Rewrite the data below, swapping each "farthest from its outline" for "farthest from its boundary" and keeping everything else the same.

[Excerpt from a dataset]
___

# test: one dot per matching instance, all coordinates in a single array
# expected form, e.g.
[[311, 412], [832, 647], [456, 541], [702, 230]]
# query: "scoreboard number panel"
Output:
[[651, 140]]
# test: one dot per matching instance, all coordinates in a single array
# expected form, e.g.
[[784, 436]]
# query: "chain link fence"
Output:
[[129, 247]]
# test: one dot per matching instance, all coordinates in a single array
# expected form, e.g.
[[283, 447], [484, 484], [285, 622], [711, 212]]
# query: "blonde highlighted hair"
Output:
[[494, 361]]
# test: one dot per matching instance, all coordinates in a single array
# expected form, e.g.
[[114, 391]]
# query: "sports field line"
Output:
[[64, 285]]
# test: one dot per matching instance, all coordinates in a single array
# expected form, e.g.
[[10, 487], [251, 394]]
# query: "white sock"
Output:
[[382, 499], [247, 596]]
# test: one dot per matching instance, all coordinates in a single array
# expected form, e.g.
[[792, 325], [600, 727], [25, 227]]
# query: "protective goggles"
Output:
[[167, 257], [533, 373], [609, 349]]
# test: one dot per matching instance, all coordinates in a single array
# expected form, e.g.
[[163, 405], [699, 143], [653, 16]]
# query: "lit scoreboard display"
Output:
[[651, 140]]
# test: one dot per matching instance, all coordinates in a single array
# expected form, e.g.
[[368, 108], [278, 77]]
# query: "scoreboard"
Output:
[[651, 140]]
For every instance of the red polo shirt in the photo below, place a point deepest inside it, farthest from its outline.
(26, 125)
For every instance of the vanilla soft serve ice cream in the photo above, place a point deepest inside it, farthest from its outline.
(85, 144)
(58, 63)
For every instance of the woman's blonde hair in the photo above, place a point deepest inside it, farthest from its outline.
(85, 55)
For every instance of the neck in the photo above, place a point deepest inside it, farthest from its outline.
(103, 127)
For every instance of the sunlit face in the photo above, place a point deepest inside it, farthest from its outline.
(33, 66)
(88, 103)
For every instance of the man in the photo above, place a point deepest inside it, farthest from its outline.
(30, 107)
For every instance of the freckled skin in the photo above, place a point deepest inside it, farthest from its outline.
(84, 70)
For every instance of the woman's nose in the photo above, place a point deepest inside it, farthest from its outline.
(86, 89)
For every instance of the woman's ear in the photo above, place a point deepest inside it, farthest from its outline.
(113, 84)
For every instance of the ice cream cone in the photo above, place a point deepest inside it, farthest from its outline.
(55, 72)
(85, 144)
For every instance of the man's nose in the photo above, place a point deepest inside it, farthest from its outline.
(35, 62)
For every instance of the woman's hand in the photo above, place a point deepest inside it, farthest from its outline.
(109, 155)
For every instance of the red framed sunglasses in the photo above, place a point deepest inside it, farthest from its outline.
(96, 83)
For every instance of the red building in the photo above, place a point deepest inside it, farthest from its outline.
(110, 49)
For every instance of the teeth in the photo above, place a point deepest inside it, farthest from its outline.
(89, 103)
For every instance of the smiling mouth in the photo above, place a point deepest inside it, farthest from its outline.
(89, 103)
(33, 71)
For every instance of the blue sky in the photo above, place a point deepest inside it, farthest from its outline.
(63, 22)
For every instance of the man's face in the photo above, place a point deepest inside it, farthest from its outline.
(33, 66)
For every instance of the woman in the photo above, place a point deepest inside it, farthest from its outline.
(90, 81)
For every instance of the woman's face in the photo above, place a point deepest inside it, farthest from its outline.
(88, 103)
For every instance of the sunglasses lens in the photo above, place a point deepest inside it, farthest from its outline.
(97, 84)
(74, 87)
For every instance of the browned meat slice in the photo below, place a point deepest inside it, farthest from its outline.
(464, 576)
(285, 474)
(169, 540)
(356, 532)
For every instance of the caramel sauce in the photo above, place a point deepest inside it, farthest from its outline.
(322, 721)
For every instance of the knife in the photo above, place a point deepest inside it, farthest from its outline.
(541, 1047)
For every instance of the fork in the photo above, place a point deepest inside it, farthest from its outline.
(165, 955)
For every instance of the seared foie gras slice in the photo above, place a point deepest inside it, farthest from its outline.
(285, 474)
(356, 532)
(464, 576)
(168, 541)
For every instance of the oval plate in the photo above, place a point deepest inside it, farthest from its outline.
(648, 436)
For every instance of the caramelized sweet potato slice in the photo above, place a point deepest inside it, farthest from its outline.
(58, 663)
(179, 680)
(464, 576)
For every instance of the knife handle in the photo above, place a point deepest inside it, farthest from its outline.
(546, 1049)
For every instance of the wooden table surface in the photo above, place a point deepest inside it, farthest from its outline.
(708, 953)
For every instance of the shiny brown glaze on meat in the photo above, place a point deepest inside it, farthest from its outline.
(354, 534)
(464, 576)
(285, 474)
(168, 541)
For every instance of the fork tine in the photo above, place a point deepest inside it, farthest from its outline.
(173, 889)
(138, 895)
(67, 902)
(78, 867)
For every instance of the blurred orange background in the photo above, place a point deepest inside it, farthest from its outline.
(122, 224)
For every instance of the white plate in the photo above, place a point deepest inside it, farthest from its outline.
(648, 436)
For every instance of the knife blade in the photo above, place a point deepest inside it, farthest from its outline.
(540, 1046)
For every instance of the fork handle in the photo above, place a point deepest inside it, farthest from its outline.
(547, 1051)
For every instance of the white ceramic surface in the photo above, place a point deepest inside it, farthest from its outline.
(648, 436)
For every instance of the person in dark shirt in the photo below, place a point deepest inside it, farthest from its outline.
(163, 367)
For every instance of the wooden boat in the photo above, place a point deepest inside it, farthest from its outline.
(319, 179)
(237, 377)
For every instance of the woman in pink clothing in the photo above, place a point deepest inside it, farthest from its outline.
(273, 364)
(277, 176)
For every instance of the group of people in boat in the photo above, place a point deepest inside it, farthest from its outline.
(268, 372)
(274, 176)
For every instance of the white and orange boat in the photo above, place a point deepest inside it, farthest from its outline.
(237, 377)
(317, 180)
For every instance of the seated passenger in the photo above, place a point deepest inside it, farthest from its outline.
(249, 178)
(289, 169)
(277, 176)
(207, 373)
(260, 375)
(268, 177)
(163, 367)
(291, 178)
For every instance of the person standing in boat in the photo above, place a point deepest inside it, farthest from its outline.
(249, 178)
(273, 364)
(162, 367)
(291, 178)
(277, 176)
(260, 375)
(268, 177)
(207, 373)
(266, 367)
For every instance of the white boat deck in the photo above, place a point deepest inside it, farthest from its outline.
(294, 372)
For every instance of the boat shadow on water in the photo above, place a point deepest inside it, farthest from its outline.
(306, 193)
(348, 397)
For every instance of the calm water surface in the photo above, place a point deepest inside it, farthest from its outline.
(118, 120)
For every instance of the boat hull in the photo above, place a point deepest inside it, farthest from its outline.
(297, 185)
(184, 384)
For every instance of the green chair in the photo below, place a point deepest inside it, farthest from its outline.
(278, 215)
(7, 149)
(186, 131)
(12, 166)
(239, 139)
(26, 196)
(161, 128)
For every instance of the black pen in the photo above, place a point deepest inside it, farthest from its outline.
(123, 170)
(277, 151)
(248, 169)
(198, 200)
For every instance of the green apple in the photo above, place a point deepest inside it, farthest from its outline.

___

> [Finished answer]
# test: one dot per matching instance, all coordinates in a single array
# expected form, e.g.
[[311, 412], [832, 647], [456, 541], [702, 230]]
# query: "scoreboard number panel"
Output:
[[651, 140]]
# test: one dot per matching instance, all coordinates in a single array
# expected form, e.g.
[[784, 436]]
# query: "chain link fence"
Output:
[[129, 247]]
# test: one dot per matching instance, all coordinates in a single array
# expected form, e.g.
[[283, 447], [484, 484], [285, 622], [711, 212]]
# query: "blonde highlighted hair"
Output:
[[494, 361]]
# test: one dot per matching instance, all coordinates in a single array
# expected form, e.g.
[[114, 391]]
# query: "sports field line"
Output:
[[64, 285]]
# test: one dot per matching instance, all coordinates in a single array
# expected form, e.g.
[[10, 487], [251, 394]]
# query: "white sock"
Output:
[[382, 499], [247, 596]]
# test: one dot per matching instance, all coordinates in a single array
# expected form, e.g.
[[792, 325], [600, 727], [25, 227]]
# query: "protective goggles"
Output:
[[167, 257], [533, 373], [609, 349]]
# test: one dot per matching instance, all coordinates in a single array
# expected form, e.g.
[[163, 405], [699, 143], [653, 16]]
# query: "lit scoreboard display"
Output:
[[651, 140]]
# test: one dot per matching instance, all coordinates in a single array
# expected form, e.g.
[[368, 108], [278, 77]]
# query: "scoreboard"
Output:
[[651, 140]]
For every instance of the red polo shirt in the photo below, place a point deepest inside it, farthest from its boundary.
(26, 125)
For every instance of the vanilla soft serve ice cream in the photo above, place a point deepest inside it, farthest from its boundary.
(85, 144)
(58, 63)
For every instance of the woman's blonde hair in the photo above, place a point deepest inside it, farthest from its boundary.
(85, 55)
For every instance of the neck in the photo above, place a point deepest inside it, farthest from its boundary.
(103, 127)
For every instance of the sunlit face in the photo above, place a point deepest inside it, farthest from its boundary.
(33, 66)
(88, 103)
For every instance of the man in the photo above, place a point deepest inside it, farthest from its boundary.
(30, 107)
For every instance of the freckled skin in the photo above, place a point deepest inside it, farthest from its boundary.
(84, 70)
For every instance of the woman's nose in the photo above, place a point deepest inside it, farthest from its boundary.
(86, 89)
For every instance of the woman's ear in the photo above, place a point deepest inside it, farthest from its boundary.
(113, 84)
For every instance of the ice cream cone in the photo above, place a point deepest inside it, farthest from its boundary.
(55, 72)
(85, 144)
For every instance of the man's nose in the photo above, place a point deepest inside it, farthest from its boundary.
(35, 62)
For every instance of the woman's hand in the photo above, place a point deepest inside it, farthest from its boundary.
(109, 155)
For every instance of the red framed sunglasses in the photo above, place a point deepest inside it, farthest from its boundary.
(96, 83)
For every instance of the red building in the photo above, place a point deepest inside it, farthest from its boundary.
(110, 49)
For every instance of the teeth in the photo above, place a point deepest inside it, farthest from its boundary.
(89, 103)
For every instance of the smiling mouth in the photo above, place a point deepest inside it, farthest from its boundary.
(89, 103)
(33, 71)
For every instance of the blue sky in the photo above, place a point deepest inside it, farthest from its boundary.
(63, 22)
For every instance of the man's face in the photo above, place a point deepest inside it, farthest from its boundary.
(33, 66)
For every instance of the woman in the photo above, place a point deepest inside it, farthest from its boundary.
(90, 81)
For every instance of the woman's face in the photo above, place a point deepest inside it, farthest from its boundary.
(88, 103)
For every instance of the sunglasses lens in the photo above, place a point deepest inside it, farthest from its boundary.
(97, 84)
(74, 87)
For every instance of the browned meat slice in the photo below, place a point deepest inside it, farthest from its boundary.
(464, 576)
(285, 474)
(169, 540)
(356, 532)
For every instance of the caramel sauce in the photo above, place a point deepest inside it, farthest from its boundary.
(322, 721)
For every instance of the knife in the photo above, place a point deepest inside it, farthest from its boundary.
(541, 1047)
For every instance of the fork in the photo above, place a point deepest inside it, farthest from its boundary.
(165, 955)
For every instance of the seared foie gras slice in the photo above, place a point deepest inside it, farthest from its boundary.
(285, 474)
(356, 532)
(464, 576)
(168, 541)
For every instance of the oval plate in the photo above, place a point deepest inside it, farthest from its boundary.
(648, 436)
For every instance of the caramelized sweet potato slice in the photo above, place a point deepest inside it, farthest from its boundary.
(58, 663)
(179, 680)
(464, 576)
For every instance of the knife handle in the photo above, place a point deepest inside it, farthest from its boundary.
(546, 1049)
For every instance of the wooden table surface in the photo above, place a point deepest inside it, farthest from its boundary.
(708, 953)
For every instance of the shiny brown glaze on meat in the photo above, place a point deepest inside it, farthest from its boundary.
(354, 534)
(464, 576)
(285, 474)
(168, 541)
For every instance of the fork tine in the photo above, place a point deepest inside it, farthest from its boundary.
(173, 889)
(138, 895)
(67, 902)
(78, 867)
For every instance of the blurred orange background in the photo above, place a point deepest inside it, farthest from its boundary.
(122, 224)
For every instance of the white plate in the photo above, place a point deepest inside it, farthest from its boundary.
(648, 436)
For every instance of the knife blade in the photo above, place a point deepest inside it, farthest from its boundary.
(540, 1046)
For every instance of the fork handle in the photo above, place a point deepest inside it, farthest from its boundary.
(547, 1051)
For every instance of the white ceramic surface in the photo above, place a point deepest inside it, farthest from its boundary.
(648, 436)
For every instance of the person in dark shirt in the photo below, place a point deepest inside it, farthest from its boundary.
(163, 367)
For every instance of the wooden boat in the photo above, place a point deepest inside it, farthest from its boundary.
(319, 179)
(237, 377)
For every instance of the woman in pink clothing in the photo above, place a point deepest inside it, farthest from its boundary.
(273, 364)
(277, 176)
For every instance of the group of people in boat in the photo above, place a point deepest inside it, farthest from its boundary.
(268, 372)
(274, 176)
For every instance of the white and orange boat in the photo above, place a point deepest inside it, farthest from its boundary.
(237, 377)
(317, 180)
For every instance of the seated passenger in the photo above, place a point deepest inside it, farthest from its boundary.
(249, 178)
(289, 169)
(277, 176)
(207, 373)
(260, 375)
(268, 177)
(163, 367)
(291, 178)
For every instance of the person standing in boat in the photo above, place a point deepest inside it, farthest from its boundary.
(249, 178)
(273, 364)
(162, 367)
(291, 178)
(277, 176)
(260, 375)
(268, 177)
(207, 373)
(266, 367)
For every instance of the white boat deck in the photo above, place a point deepest inside it, farthest from its boundary.
(294, 372)
For every instance of the boat shadow on water in the photo above, place a point deepest inside it, farthest from its boundary.
(306, 193)
(348, 397)
For every instance of the calm water surface in the photo above, place a point deepest inside it, farthest from its boundary.
(118, 120)
For every instance of the boat hull in the photo above, place a point deepest inside it, farthest from its boundary.
(297, 185)
(184, 384)
For every instance of the green chair in the photo below, place a point deepest inside it, farthest from its boundary.
(278, 215)
(7, 149)
(186, 131)
(12, 166)
(239, 139)
(26, 196)
(161, 128)
For every instance of the black pen in the photo above, place a point deepest inside it, farthest from its boundary.
(123, 170)
(277, 151)
(248, 169)
(198, 200)
For every instance of the green apple in the photo above, place a point deepest inside it, farthest from its boundary.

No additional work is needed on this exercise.